Written instruction »
Type the records out again in full, exactly.

....

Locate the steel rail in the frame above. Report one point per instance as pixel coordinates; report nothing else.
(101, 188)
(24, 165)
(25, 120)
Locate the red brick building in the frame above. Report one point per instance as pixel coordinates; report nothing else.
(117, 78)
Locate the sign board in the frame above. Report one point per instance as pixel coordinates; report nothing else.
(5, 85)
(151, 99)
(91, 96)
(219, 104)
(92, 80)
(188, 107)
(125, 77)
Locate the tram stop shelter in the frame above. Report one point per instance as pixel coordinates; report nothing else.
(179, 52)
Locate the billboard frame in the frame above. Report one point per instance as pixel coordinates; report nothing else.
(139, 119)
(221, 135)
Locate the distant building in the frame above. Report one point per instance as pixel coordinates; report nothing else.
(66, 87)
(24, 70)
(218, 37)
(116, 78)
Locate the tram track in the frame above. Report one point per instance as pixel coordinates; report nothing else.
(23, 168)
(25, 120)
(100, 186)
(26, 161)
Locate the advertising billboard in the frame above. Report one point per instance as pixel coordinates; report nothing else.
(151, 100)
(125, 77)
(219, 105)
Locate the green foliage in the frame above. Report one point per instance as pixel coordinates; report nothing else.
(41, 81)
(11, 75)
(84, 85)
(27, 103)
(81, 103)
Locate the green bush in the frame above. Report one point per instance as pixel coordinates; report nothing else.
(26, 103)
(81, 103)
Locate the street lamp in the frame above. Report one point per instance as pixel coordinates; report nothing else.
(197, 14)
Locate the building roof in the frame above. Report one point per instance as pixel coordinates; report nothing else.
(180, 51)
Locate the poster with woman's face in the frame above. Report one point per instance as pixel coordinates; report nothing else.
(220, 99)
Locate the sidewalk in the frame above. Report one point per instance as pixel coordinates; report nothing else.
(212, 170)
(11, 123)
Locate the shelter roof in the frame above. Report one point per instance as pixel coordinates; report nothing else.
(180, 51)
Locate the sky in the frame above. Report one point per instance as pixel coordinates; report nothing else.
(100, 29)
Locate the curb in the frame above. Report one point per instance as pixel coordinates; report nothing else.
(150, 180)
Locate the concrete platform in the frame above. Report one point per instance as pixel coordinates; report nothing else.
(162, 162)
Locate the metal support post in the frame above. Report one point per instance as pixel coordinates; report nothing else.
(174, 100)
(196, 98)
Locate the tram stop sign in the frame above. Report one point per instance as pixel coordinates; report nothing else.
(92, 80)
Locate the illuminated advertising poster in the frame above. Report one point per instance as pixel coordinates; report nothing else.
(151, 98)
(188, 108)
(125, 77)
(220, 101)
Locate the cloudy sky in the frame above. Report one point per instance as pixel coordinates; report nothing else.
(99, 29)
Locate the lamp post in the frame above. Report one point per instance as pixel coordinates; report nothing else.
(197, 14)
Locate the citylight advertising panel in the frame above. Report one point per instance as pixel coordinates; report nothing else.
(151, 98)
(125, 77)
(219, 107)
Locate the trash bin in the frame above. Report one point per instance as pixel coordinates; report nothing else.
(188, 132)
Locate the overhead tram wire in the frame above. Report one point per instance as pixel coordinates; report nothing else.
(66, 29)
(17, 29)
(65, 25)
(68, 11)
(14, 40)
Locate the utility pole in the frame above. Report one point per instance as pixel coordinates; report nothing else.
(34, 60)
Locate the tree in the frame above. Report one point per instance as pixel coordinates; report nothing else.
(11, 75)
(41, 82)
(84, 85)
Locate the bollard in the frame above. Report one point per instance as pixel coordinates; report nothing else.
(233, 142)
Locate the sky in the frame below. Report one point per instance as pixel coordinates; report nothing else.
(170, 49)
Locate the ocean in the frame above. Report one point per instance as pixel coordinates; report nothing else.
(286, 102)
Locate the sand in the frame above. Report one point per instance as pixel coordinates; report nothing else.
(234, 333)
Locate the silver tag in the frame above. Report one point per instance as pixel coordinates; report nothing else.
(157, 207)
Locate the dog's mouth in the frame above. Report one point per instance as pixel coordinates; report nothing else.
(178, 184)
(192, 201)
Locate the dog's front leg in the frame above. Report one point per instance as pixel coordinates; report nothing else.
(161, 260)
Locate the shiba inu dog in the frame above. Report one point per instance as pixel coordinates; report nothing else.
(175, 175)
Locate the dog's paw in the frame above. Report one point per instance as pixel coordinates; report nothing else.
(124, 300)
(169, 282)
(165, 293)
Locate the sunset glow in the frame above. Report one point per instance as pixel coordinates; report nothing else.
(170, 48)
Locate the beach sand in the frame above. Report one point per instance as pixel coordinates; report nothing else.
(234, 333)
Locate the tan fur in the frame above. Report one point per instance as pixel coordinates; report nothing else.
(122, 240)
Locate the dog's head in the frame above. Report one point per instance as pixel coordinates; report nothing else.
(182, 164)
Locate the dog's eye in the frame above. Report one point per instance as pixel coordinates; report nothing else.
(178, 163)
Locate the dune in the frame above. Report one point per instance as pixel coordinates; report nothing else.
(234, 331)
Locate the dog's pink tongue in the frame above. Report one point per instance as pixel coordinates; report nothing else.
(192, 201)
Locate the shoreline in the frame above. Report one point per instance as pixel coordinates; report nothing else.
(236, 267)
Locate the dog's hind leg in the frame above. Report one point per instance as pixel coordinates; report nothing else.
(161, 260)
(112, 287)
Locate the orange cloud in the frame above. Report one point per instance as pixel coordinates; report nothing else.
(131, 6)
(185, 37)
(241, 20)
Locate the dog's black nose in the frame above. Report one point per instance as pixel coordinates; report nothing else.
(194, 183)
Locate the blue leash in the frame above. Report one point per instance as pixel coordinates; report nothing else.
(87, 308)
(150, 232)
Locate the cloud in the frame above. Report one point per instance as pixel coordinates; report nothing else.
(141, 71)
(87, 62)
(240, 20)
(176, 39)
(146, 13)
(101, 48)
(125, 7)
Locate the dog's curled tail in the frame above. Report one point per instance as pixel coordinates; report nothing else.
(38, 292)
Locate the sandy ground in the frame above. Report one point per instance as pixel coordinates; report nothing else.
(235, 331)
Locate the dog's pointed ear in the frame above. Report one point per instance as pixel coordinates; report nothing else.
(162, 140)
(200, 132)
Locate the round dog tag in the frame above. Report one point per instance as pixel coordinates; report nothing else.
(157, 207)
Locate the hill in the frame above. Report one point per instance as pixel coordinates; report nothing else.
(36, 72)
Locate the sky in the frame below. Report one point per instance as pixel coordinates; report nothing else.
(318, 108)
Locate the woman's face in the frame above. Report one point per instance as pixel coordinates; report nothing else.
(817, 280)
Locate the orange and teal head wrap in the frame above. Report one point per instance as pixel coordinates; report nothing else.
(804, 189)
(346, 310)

....

Exercise solution »
Locate the steel rail in the frame above. Report one point per instance as pixel coordinates; report nothing else.
(101, 188)
(24, 165)
(25, 120)
Locate the red brick building in the frame above. Report one point per instance as pixel coordinates; report nothing else.
(117, 78)
Locate the sign board in the frame above. Report one point per instance as pixel coordinates; report nothing else.
(5, 85)
(151, 99)
(91, 96)
(219, 104)
(92, 80)
(188, 107)
(125, 77)
Locate the tram stop shelter in the frame above. Report one point per instance as pixel coordinates; report nothing else.
(179, 52)
Locate the billboard frame in the frame above. Report one point per instance as pixel coordinates; report nothing else.
(139, 119)
(221, 135)
Locate the distant building in the frame above. Report one point per instance as pixel coordinates; report nothing else.
(66, 87)
(24, 70)
(218, 37)
(116, 78)
Locate the tram track in the frame above. Report one point per instance as pixel coordinates; report nothing else.
(23, 168)
(25, 120)
(100, 186)
(26, 161)
Locate the advertising billboard in the frame above. Report one point per instance as pixel coordinates; report nothing else.
(151, 100)
(125, 77)
(219, 105)
Locate the green foliage in the frame above. Report one point per instance as pixel coordinates; report nothing else.
(41, 81)
(11, 75)
(84, 85)
(27, 103)
(81, 103)
Locate the green bush in the frame above. Report one point per instance as pixel coordinates; report nothing else.
(26, 103)
(81, 103)
Locate the street lamp in the frame above. Report one point per instance as pixel coordinates; report nothing else.
(197, 14)
Locate the building roof in the frame above. Report one point per instance as pixel coordinates; report nothing else.
(180, 51)
Locate the poster with woman's face in the frame above. Report one point per instance as pixel coordinates; report nothing else.
(220, 99)
Locate the sidewalk in the frame above. Report one point per instance as pixel coordinates; report nothing else.
(212, 170)
(11, 123)
Locate the shelter roof in the frame above. Report one point per instance as pixel coordinates; report nothing else.
(180, 51)
Locate the sky in the frame above. Report one point per instance as pixel coordinates; report nothing else.
(100, 29)
Locate the curb in the frame above. Report one point per instance as pixel coordinates; report nothing else.
(150, 180)
Locate the concrete platform in the frame above. Report one point per instance as pixel coordinates; report nothing else.
(162, 162)
Locate the metal support post in the frame above. Report one point per instance as pixel coordinates; report nothing else.
(174, 100)
(196, 98)
Locate the tram stop sign in the frame above. Report one point per instance as pixel coordinates; report nothing else.
(92, 80)
Locate the illuminated advertising poster in the frame above. Report one point per instance as pixel coordinates; report nothing else.
(151, 98)
(188, 108)
(125, 77)
(220, 101)
Locate the cloudy sky in the frame above. Report one point per instance as pixel coordinates; report nothing else.
(99, 29)
Locate the lamp post in the frame above. Report one point per instance as pixel coordinates; report nothing else.
(197, 14)
Locate the citylight advertising panel in the frame above. Report one point per instance as pixel coordinates; report nothing else.
(151, 98)
(125, 77)
(219, 107)
Locate the trash bin in the frame above. Report one point per instance as pixel coordinates; report nothing else.
(188, 132)
Locate the overhead tram wire in the frame above. Report one point per instance as pixel coordinates; report nothing else.
(66, 29)
(17, 29)
(65, 25)
(68, 11)
(14, 40)
Locate the utility pole in the frame above. Report one point per instance as pixel coordinates; report nothing else.
(34, 60)
Locate the tree in the frame above. Report one point per instance as pixel coordinates; report nothing else.
(11, 75)
(41, 82)
(84, 85)
Locate the bollard in the frame above. Report one point per instance as pixel coordinates; report nothing else.
(233, 142)
Locate the sky in the frame below. Report one point per instance as pixel coordinates; report nothing else.
(170, 49)
Locate the ocean in the frame above. Report one point per instance as pixel coordinates; report nothing else.
(286, 102)
Locate the sand in the frame above. Report one point per instance as pixel coordinates; report nothing else.
(234, 333)
Locate the silver tag in the frame above. Report one point per instance as pixel coordinates; report nothing else.
(157, 207)
Locate the dog's mouth in the frame above. Report one point per instance as pixel coordinates; report nothing else.
(178, 184)
(192, 201)
Locate the dog's front leg in the frame above. Report one point per instance as pixel coordinates; report nothing else.
(161, 260)
Locate the shiba inu dog in the frame above. Report one point per instance as pixel coordinates; report nothing else.
(175, 175)
Locate the dog's paw in the frame above. Report one point per instance as pixel coordinates; report nothing else.
(124, 300)
(169, 282)
(165, 293)
Locate the sunset glow in the frame above. Report one point per instance as pixel coordinates; report nothing else.
(170, 48)
Locate the beach sand in the frame above. Report one point per instance as pixel coordinates; report nothing else.
(234, 333)
Locate the tan fur in the frame above. Report one point per instance as pixel coordinates; report nothing else.
(122, 240)
Locate the dog's head in the frame above. Report one point per instance as pixel coordinates; report nothing else.
(182, 164)
Locate the dog's eye in the frame above. Report one point per instance as pixel coordinates; report nothing else.
(178, 163)
Locate the dune in the frame above. Report one point per instance as pixel coordinates; report nothing else.
(234, 331)
Locate the dog's pink tongue in the frame above. Report one point per instance as pixel coordinates; report nothing else.
(192, 201)
Locate the shoreline in the frame above. Report one point per instance as pixel coordinates; report nothing else.
(236, 267)
Locate the dog's hind leg in the frame above. Report one point per instance as pixel coordinates; report nothing else.
(161, 260)
(112, 287)
Locate the orange cloud in the frame above. Report one point per instance as pixel coordinates; report nothing else.
(131, 6)
(185, 37)
(241, 20)
Locate the dog's black nose in the frame above. Report one point per instance as pixel coordinates; report nothing else.
(194, 183)
Locate the blue leash in the frame above. Report one point per instance as pixel coordinates; report nothing else.
(87, 308)
(150, 232)
Locate the cloud in the frame above. Report one point per instance as pixel coordinates; report nothing else.
(141, 71)
(87, 62)
(240, 20)
(176, 39)
(146, 13)
(101, 48)
(125, 7)
Locate the dog's curled tail in the frame above. Report one point per instance as pixel coordinates; report nothing else.
(38, 292)
Locate the sandy ground in the frame above. Report one point per instance as pixel coordinates; report nothing else.
(235, 331)
Locate the dog's pointed ear in the frame above. Report one point per instance as pixel coordinates; report nothing else.
(162, 140)
(200, 132)
Locate the round dog tag in the frame above. Report one point per instance as pixel coordinates; report nothing else.
(157, 207)
Locate the hill in the frame above. Report one point per instance as pixel coordinates; report nothing else.
(36, 72)
Locate the sky in the frame below. Report one point per instance as pixel coordinates; report nothing else.
(318, 108)
Locate the woman's face in the frame above. Report one point per instance as pixel coordinates; report nothing else.
(817, 280)
Locate the orange and teal head wrap in the frame above. Report one point per instance as pixel coordinates; report nothing else.
(804, 189)
(346, 310)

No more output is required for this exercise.